Output the listing below line for line, with no changes to any character or to the order.
◇ ◇ ◇ ◇
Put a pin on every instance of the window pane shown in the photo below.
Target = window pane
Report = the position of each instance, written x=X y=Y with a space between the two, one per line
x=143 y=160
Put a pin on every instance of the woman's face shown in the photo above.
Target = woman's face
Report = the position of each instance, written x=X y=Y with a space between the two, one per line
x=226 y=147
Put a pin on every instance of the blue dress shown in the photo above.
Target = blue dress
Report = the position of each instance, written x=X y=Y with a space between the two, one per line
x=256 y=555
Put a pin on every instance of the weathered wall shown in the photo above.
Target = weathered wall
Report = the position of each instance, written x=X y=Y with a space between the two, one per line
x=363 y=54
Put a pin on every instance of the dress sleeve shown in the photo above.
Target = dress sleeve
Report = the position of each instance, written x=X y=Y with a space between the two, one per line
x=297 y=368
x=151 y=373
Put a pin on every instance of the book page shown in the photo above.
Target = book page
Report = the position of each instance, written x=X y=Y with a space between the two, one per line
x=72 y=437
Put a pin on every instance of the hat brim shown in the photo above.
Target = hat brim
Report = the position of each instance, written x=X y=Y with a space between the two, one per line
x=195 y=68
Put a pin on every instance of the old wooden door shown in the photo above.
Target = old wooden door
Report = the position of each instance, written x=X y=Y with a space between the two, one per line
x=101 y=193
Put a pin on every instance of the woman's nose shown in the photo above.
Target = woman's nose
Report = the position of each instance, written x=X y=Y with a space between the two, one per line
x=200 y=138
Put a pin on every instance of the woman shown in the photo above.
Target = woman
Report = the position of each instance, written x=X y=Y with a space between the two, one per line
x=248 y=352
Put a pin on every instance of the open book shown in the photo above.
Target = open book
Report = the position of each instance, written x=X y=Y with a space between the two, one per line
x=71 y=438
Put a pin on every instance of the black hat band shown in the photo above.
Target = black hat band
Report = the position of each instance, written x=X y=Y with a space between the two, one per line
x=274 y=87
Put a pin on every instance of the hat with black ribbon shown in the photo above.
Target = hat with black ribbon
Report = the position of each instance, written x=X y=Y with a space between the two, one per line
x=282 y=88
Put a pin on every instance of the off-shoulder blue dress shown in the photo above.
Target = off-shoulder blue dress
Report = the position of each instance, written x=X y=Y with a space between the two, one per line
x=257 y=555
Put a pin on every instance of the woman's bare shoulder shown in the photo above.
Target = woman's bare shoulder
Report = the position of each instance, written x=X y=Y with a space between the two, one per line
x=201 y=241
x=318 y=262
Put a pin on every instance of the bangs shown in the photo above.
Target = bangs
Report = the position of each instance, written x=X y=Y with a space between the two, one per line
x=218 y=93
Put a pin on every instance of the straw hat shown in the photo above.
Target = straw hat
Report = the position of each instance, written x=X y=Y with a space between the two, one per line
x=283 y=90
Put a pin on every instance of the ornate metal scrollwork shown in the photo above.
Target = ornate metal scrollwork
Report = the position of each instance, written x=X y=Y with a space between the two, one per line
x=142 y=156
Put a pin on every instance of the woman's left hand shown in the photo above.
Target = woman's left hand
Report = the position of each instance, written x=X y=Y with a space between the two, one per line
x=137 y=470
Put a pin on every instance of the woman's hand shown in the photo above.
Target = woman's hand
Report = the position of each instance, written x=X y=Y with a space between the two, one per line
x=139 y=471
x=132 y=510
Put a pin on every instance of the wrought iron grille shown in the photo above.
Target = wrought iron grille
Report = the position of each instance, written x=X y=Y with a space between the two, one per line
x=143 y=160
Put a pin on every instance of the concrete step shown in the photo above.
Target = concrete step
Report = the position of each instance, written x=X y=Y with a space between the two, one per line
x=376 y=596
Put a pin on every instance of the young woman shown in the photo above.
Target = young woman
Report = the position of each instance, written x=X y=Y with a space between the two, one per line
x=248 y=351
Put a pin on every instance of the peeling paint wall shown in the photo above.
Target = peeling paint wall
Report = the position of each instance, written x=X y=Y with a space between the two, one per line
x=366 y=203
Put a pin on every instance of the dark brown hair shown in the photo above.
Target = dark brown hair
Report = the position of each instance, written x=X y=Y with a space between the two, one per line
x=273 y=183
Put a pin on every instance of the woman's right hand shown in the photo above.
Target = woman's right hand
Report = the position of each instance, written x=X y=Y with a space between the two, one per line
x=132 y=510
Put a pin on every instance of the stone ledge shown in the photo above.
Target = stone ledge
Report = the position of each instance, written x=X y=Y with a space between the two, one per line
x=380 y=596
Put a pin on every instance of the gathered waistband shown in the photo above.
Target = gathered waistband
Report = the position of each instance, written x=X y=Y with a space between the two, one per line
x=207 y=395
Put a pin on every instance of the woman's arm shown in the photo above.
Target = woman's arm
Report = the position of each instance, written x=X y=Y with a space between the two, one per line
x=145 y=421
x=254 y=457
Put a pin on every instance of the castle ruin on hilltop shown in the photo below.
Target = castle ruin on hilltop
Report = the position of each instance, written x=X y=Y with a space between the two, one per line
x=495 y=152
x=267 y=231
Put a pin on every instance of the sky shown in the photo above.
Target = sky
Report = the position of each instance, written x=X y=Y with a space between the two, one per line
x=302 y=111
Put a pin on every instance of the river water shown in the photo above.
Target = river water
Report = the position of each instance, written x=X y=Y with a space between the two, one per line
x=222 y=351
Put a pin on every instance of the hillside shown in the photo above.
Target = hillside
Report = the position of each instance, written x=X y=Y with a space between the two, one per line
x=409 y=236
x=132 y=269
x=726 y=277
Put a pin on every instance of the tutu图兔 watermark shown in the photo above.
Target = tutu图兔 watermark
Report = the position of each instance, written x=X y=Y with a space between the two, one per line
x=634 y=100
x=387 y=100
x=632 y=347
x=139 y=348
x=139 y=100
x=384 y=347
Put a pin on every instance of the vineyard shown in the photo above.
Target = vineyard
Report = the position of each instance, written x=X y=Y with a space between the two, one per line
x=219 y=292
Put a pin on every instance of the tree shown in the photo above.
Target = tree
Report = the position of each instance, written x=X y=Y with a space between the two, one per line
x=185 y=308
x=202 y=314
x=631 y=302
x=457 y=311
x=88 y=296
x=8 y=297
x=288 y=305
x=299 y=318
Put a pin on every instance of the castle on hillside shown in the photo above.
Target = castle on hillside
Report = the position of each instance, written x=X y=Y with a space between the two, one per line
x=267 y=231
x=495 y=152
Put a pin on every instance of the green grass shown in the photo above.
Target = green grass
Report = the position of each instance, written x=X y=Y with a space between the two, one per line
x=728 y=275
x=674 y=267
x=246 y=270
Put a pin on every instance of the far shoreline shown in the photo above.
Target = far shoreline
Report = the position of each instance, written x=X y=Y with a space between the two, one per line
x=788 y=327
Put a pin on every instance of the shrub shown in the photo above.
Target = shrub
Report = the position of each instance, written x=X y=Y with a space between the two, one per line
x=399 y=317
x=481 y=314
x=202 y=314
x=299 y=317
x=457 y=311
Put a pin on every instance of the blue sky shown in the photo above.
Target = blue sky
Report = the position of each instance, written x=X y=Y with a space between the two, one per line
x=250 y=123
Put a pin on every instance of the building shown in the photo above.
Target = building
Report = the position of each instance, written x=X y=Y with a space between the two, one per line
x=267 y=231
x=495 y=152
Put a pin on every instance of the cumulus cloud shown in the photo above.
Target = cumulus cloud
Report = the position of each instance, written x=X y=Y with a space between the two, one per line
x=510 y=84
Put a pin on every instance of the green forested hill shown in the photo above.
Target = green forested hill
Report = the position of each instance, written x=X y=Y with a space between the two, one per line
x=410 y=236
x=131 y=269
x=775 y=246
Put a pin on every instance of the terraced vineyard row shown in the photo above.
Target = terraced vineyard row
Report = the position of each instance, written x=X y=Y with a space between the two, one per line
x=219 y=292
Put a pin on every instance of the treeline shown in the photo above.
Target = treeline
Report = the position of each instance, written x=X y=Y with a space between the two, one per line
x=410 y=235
◇ ◇ ◇ ◇
→ Response
Put a pin on every instance of the window pane shown in the photo below.
Target = window pane
Report = the position of each instance, written x=X y=Y with a space between the two, one per line
x=143 y=160
Put a pin on every instance of the woman's face shown in the photo above.
Target = woman's face
Report = the position of each instance, written x=X y=Y with a space between the two, one per line
x=226 y=147
Put a pin on every instance of the blue dress shown in the photo above.
Target = blue dress
Report = the position of each instance, written x=X y=Y with a space between the two, one per line
x=256 y=555
Put a pin on every instance of the weathered wall shown in the photo above.
Target = weathered wall
Report = the position of each instance, written x=X y=Y with a space between the two, one per line
x=363 y=54
Put a pin on every instance of the dress sleeve shown in the photo above.
Target = dress sleeve
Report = the position of each instance, written x=X y=Y with a space between the two, one per line
x=297 y=368
x=151 y=373
Put a pin on every instance of the book page shown in the photo above.
Target = book page
Report = the position of each instance, written x=X y=Y with a space between the two, one per line
x=72 y=437
Put a pin on every instance of the hat brim shown in the photo above.
Target = hat brim
Report = the position of each instance, written x=X y=Y with a space between the two, one per line
x=195 y=68
Put a pin on every instance of the old wooden door shown in the photo above.
Target = old wooden door
Report = the position of each instance, written x=X y=Y with a space between the two, one per line
x=101 y=193
Put a pin on every instance of the woman's nose shown in the photo above.
Target = woman's nose
Report = the position of each instance, written x=X y=Y with a space between the two, one per line
x=200 y=138
Put a pin on every instance of the woman shown in the photo above.
Target = woman
Report = the position of each instance, written x=X y=Y with a space between the two, one per line
x=248 y=352
Put a pin on every instance of the open book shown in the photo above.
Target = open book
Report = the position of each instance, written x=X y=Y with a space between the two, one per line
x=71 y=438
Put a pin on every instance of the black hat band shown in the photo above.
Target = black hat band
Report = the position of each instance, written x=X y=Y with a space between the two, one per line
x=274 y=87
Put a pin on every instance of the hat with black ribbon shown in the photo above.
Target = hat with black ribbon
Report = the position of each instance, written x=X y=Y with a space between the two, one per line
x=282 y=88
Put a pin on every instance of the off-shoulder blue dress shown in the photo above.
Target = off-shoulder blue dress
Report = the position of each instance, written x=X y=Y with a space between the two, one per line
x=257 y=555
Put a pin on every instance of the woman's bare shoulder shown in the photo above.
Target = woman's bare shoulder
Report = the position of each instance, written x=X y=Y with a space between the two, one per line
x=201 y=241
x=318 y=262
Put a pin on every instance of the bangs shown in the photo above.
Target = bangs
Report = the position of each instance, written x=X y=Y with a space between the two, one per line
x=218 y=93
Put a pin on every instance of the straw hat shown in the photo above.
Target = straw hat
Report = the position of each instance, written x=X y=Y with a space between the two, one per line
x=283 y=90
Put a pin on every instance of the ornate metal scrollwork shown in the photo above.
Target = ornate metal scrollwork
Report = the position of each instance, written x=X y=Y with a space between the two, one per line
x=142 y=156
Put a pin on every instance of the woman's left hand shown in the photo above.
Target = woman's left hand
Report = the position of each instance, written x=X y=Y with a space between the two, one per line
x=137 y=470
Put a pin on every instance of the woman's hand shown in the photo above.
Target = woman's hand
Report = the position of each instance, written x=X y=Y with a space between the two, one per line
x=139 y=471
x=132 y=510
Put a pin on every instance of the wrought iron grille shown in the photo above.
Target = wrought iron grille
Report = the position of each instance, written x=X y=Y with a space between the two, one per line
x=143 y=160
Put a pin on every instance of the concrete step shown in the photo above.
Target = concrete step
Report = the position of each instance, written x=X y=Y with a space between the two, one per line
x=376 y=596
Put a pin on every instance of the young woman shown in the photo above.
Target = young woman
Report = the position of each instance, written x=X y=Y with a space between the two, one per line
x=248 y=351
Put a pin on every instance of the peeling paint wall shown in the photo above.
Target = peeling paint wall
Report = the position of each instance, written x=X y=Y with a space between the two, one per line
x=366 y=203
Put a pin on every instance of the dark brown hair shown in the photo above.
Target = dark brown hair
Report = the position of each instance, written x=X y=Y with a space between the two, one per line
x=273 y=183
Put a pin on every instance of the woman's right hand shown in the photo above.
Target = woman's right hand
Report = the position of each instance, written x=X y=Y with a space between the two, one per line
x=132 y=510
Put a pin on every instance of the stone ledge shown in the photo above.
Target = stone ledge
Report = the position of each instance, written x=X y=Y with a space between the two, one per line
x=380 y=596
Put a pin on every instance of the gathered waistband shown in the photo above.
Target = gathered waistband
Report = the position of each instance, written x=X y=Y with a space between the two, one per line
x=207 y=395
Put a pin on every instance of the woman's arm shown in the photo above.
Target = woman's arm
Report = the position of each instance, written x=X y=Y with a space between the two, one per line
x=145 y=421
x=254 y=457
Put a pin on every instance of the castle ruin on hilltop shown in the photo below.
Target = castle ruin on hilltop
Report = the position of each instance, written x=X y=Y with a space between the two, one per line
x=495 y=152
x=267 y=231
Put a pin on every instance of the sky shown in the photo above.
Target = sky
Report = the position of each instance, written x=X y=Y with a space between the two, one per line
x=302 y=111
Put a pin on every instance of the river water shown in the photo above.
Target = river water
Report = the position of each instance, written x=X y=Y with a space between the two, one per line
x=222 y=351
Put a pin on every instance of the hillside shown in the photo above.
Target = hillside
Report = the position of each instance, written x=X y=Y with a space between the two, one per line
x=409 y=236
x=132 y=269
x=726 y=277
Put a pin on every instance of the tutu图兔 watermark shown in the photo above.
Target = tutu图兔 watermark
Report = the position of each instance, written x=X y=Y with a space between the two, one per line
x=634 y=100
x=387 y=100
x=632 y=347
x=139 y=348
x=139 y=100
x=384 y=347
Put a pin on every instance of the vineyard shown in the photo above.
Target = vineyard
Report = the position of each instance, written x=X y=Y with a space between the two, one per line
x=219 y=292
Put a pin on every instance of the tree shown in the photo above.
Target = tree
Report = the position of each instance, written x=X y=Y with a space between the two, one per line
x=185 y=308
x=202 y=314
x=631 y=302
x=457 y=311
x=88 y=296
x=8 y=297
x=288 y=305
x=299 y=318
Put a pin on every instance of the castle on hillside shown in the photo above.
Target = castle on hillside
Report = the position of each instance, written x=X y=Y with a space between the two, one per line
x=267 y=231
x=495 y=152
Put a pin on every instance of the green grass shown in the photo above.
Target = green grass
Report = the position of each instance, written x=X y=Y with a space between the two, one per line
x=728 y=275
x=674 y=267
x=246 y=270
Put a pin on every instance of the far shoreline shown in the photo above.
Target = far shoreline
Report = the position of each instance, written x=X y=Y with a space between the two, one per line
x=788 y=327
Put a pin on every instance of the shrub shown in the photo above.
Target = shrub
Report = the position of each instance, written x=X y=Y with a space between the two, one per line
x=399 y=317
x=481 y=314
x=202 y=314
x=299 y=317
x=457 y=311
Put a pin on every instance of the blue sky shown in the photo above.
Target = blue sky
Report = the position of each instance, written x=X y=Y with a space between the two, one per line
x=250 y=123
Put a pin on every instance of the building shown in the photo above.
Target = building
Report = the position of each instance, written x=X y=Y with a space between the two, one per line
x=267 y=231
x=495 y=152
Put a pin on every instance of the cumulus cloud shown in the photo above.
Target = cumulus cloud
Report = the position of each instance, written x=X y=Y with a space between the two, one per line
x=510 y=84
Put a pin on every instance of the green forested hill shown in the photo above.
Target = green forested hill
Report = the position of each instance, written x=X y=Y with a space between the two, one per line
x=410 y=236
x=131 y=269
x=775 y=246
Put a pin on every instance of the terraced vineyard row shown in the photo above.
Target = terraced vineyard row
Report = the position of each instance, written x=X y=Y with a space between the two, one per line
x=219 y=292
Put a pin on every instance of the treeline shown in the photo above.
Target = treeline
Report = the position of each instance, written x=X y=Y with a space between the two, one per line
x=410 y=235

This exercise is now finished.